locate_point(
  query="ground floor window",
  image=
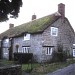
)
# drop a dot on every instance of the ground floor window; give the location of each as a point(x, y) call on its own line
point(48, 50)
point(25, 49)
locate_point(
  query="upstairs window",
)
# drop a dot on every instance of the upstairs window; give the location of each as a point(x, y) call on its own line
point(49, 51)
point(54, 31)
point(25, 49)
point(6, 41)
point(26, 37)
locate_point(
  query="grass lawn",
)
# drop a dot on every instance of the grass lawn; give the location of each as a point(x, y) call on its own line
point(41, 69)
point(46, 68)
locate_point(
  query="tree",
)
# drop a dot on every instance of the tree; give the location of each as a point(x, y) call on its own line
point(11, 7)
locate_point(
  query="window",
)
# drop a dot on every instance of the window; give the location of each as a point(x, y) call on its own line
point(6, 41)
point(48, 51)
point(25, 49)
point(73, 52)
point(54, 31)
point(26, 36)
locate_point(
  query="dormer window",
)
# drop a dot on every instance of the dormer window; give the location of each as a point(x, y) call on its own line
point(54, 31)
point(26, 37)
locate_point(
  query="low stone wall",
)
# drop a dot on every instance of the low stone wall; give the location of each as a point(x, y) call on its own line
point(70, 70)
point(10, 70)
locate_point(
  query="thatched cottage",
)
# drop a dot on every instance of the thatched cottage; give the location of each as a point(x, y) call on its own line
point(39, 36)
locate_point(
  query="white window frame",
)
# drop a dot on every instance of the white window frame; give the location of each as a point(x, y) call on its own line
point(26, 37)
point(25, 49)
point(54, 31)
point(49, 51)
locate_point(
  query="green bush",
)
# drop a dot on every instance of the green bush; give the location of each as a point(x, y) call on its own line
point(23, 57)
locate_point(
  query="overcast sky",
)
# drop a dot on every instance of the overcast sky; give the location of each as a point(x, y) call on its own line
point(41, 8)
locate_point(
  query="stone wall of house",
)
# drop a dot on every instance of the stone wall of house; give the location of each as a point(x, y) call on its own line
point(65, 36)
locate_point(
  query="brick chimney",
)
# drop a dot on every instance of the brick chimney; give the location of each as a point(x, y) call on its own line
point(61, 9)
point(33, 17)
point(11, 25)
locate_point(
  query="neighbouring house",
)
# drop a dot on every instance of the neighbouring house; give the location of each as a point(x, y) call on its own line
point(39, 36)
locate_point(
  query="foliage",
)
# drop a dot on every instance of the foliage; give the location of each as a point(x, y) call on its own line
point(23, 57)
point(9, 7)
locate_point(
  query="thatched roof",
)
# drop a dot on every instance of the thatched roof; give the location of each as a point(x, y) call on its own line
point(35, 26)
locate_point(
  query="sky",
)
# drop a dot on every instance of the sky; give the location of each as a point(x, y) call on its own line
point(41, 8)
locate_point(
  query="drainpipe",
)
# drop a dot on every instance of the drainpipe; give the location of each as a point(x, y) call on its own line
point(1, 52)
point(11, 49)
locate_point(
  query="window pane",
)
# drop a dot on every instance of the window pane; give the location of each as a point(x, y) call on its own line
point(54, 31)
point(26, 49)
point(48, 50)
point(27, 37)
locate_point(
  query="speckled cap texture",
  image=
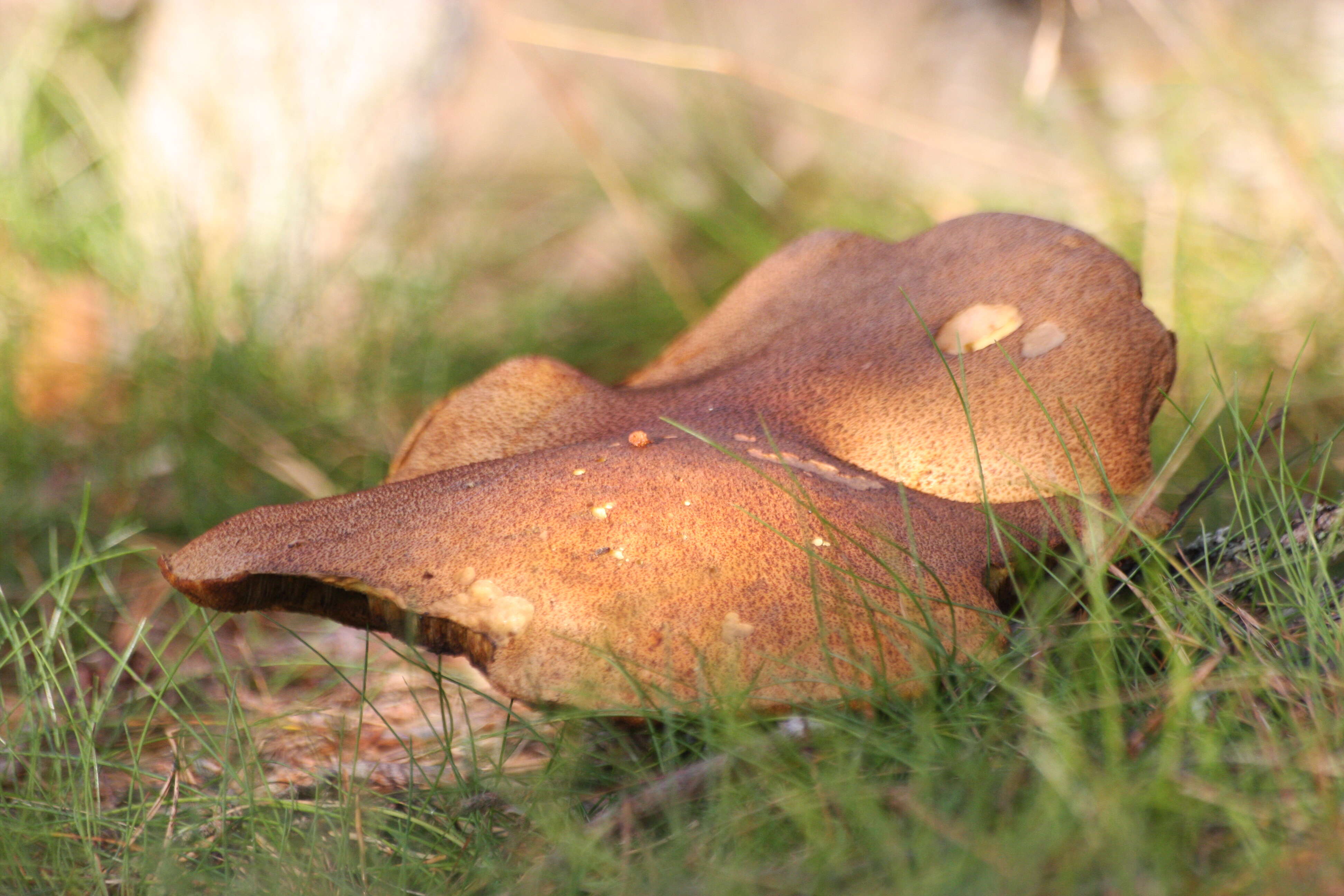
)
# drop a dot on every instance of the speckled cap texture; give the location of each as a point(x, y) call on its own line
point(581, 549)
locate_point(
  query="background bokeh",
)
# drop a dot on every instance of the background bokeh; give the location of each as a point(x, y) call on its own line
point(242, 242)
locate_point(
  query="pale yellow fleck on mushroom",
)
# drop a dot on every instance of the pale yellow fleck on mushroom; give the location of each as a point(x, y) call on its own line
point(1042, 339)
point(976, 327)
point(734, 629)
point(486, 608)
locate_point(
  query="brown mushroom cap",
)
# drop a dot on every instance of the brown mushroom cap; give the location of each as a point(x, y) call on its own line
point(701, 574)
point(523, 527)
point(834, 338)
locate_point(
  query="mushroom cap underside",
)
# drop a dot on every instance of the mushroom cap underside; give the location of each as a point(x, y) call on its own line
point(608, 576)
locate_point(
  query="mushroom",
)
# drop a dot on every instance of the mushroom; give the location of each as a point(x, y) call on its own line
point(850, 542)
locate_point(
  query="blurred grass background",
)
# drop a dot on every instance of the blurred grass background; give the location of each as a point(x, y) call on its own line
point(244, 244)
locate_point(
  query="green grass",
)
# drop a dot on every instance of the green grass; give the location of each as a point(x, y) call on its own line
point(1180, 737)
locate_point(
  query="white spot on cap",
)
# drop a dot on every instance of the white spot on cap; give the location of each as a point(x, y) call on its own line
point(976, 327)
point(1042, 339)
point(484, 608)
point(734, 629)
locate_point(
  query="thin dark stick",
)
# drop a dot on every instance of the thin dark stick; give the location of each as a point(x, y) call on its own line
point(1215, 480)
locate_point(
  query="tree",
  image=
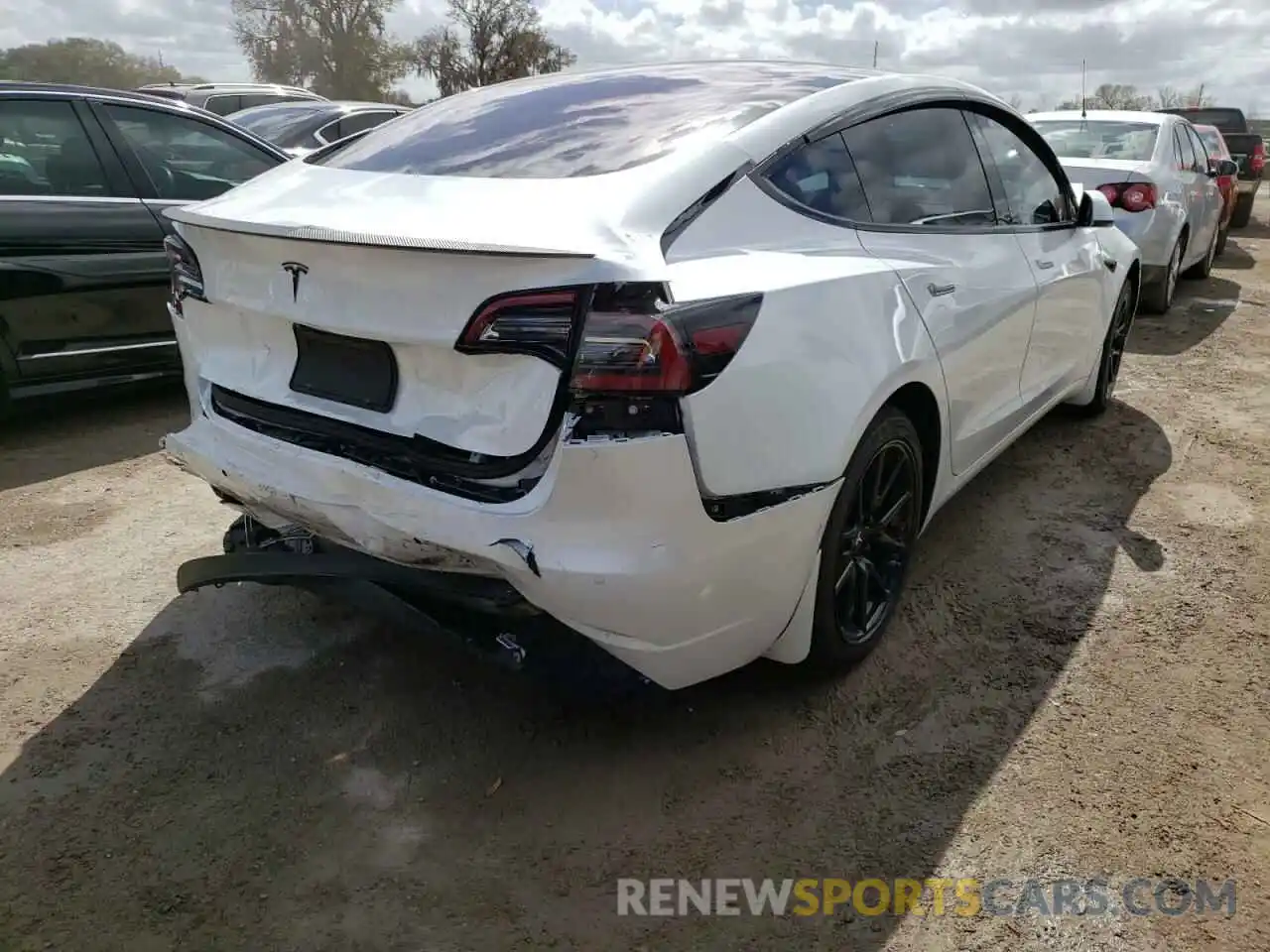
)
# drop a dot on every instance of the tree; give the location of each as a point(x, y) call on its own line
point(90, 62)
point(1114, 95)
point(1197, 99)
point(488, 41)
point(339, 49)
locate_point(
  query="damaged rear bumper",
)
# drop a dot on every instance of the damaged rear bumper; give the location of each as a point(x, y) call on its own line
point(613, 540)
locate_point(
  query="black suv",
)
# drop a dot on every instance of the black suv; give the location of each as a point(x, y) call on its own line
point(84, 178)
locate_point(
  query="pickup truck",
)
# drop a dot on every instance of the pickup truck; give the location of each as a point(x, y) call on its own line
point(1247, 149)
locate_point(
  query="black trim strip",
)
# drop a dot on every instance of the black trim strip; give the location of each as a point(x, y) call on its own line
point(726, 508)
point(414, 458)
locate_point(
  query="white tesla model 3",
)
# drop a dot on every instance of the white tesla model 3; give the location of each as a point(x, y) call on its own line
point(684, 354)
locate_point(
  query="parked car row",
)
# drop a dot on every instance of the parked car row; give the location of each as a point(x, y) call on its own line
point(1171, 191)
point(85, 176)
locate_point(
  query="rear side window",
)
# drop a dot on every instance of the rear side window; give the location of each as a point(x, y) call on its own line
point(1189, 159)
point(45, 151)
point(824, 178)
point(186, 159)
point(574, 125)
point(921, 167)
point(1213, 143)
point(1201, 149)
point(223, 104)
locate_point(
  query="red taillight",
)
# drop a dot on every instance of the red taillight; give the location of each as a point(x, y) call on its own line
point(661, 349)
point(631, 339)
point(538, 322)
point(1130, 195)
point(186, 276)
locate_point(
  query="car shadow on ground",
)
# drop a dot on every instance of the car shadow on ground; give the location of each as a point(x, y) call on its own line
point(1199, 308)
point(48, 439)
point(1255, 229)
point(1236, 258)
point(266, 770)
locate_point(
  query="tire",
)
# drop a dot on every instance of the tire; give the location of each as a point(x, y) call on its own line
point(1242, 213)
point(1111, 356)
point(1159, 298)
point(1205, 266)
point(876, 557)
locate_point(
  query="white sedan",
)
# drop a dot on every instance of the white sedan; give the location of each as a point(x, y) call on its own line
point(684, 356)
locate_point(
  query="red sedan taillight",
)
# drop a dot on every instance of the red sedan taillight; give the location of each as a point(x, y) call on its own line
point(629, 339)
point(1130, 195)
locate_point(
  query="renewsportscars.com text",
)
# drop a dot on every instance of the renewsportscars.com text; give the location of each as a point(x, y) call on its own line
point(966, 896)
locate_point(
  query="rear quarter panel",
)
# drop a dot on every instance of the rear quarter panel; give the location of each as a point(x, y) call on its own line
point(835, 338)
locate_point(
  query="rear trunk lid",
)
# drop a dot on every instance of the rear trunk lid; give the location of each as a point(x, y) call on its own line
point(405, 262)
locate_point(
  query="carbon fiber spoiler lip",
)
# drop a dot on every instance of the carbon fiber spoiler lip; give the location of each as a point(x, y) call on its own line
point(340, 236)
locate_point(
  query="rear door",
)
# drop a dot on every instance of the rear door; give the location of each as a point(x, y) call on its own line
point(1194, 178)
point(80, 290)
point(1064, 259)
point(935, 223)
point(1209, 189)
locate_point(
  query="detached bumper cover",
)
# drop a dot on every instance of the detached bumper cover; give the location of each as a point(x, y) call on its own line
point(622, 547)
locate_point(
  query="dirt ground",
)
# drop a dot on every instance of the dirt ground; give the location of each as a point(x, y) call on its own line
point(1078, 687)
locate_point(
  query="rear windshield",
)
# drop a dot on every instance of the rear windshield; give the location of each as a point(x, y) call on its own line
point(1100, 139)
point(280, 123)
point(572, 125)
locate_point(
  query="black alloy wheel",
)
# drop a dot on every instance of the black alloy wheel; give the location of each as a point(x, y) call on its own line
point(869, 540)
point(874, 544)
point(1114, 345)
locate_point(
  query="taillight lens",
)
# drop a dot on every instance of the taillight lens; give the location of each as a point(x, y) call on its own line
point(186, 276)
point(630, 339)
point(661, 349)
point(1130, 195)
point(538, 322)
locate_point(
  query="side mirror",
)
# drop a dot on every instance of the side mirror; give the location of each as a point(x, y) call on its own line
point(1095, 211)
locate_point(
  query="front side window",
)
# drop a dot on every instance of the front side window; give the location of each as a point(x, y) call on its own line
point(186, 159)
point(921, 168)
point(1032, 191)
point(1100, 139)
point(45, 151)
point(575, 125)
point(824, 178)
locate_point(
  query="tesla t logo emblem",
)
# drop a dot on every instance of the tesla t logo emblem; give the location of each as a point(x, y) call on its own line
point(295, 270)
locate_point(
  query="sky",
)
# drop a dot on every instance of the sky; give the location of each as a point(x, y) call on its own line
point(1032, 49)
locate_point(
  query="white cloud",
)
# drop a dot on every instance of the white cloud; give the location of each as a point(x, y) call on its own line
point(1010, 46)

========

_What to do_.
Only these are to be transcribed: the line with "# drop a dot on every instance of the dirt" and every line after it through the last line of the entries, each exactly.

_Solved exercise_.
# drop a dot on every instance of the dirt ground; give the location of each as a point(x, y) call on its own line
point(1078, 687)
locate_point(
  query="rear windshield",
)
# drop a dot on every instance of the rear windshield; give the location of each as a point(x, y) call on its own line
point(1100, 139)
point(280, 123)
point(572, 125)
locate_point(
  query="black alloy wheel",
)
# drop a dot on every instance of the black alloy wheel; give the location of each as a point(x, y) call on its own line
point(869, 540)
point(874, 544)
point(1114, 345)
locate_point(
  query="taillight lens",
)
# drop a dot on every instance of the taillight lens; give the location of each as a point(x, y) call on its own line
point(186, 276)
point(630, 339)
point(661, 349)
point(1130, 195)
point(538, 322)
locate_point(
  query="side mirror",
)
# drop a dot on every instance of the side mirror; give the location of each as a point(x, y) call on its own line
point(1095, 211)
locate_point(
  query="front side window",
)
# drop a dot on every instance of the front side window; give the location of each as a point(x, y) call on its own line
point(186, 159)
point(921, 168)
point(1032, 191)
point(1100, 139)
point(45, 151)
point(575, 125)
point(824, 178)
locate_point(
  query="tesla t logo emblem",
)
# drop a dot on every instance of the tesla t logo emblem; give the location of each as a point(x, y) call on its own line
point(295, 270)
locate_point(
  query="sky",
)
# drop a dot on every instance of the sky; give the location of each as a point(x, y) call on its own line
point(1032, 49)
locate_point(
  query="white cloud",
)
# drop a dot on every instance of the white cloud; give the location of each as a point(x, y) call on its own line
point(1010, 46)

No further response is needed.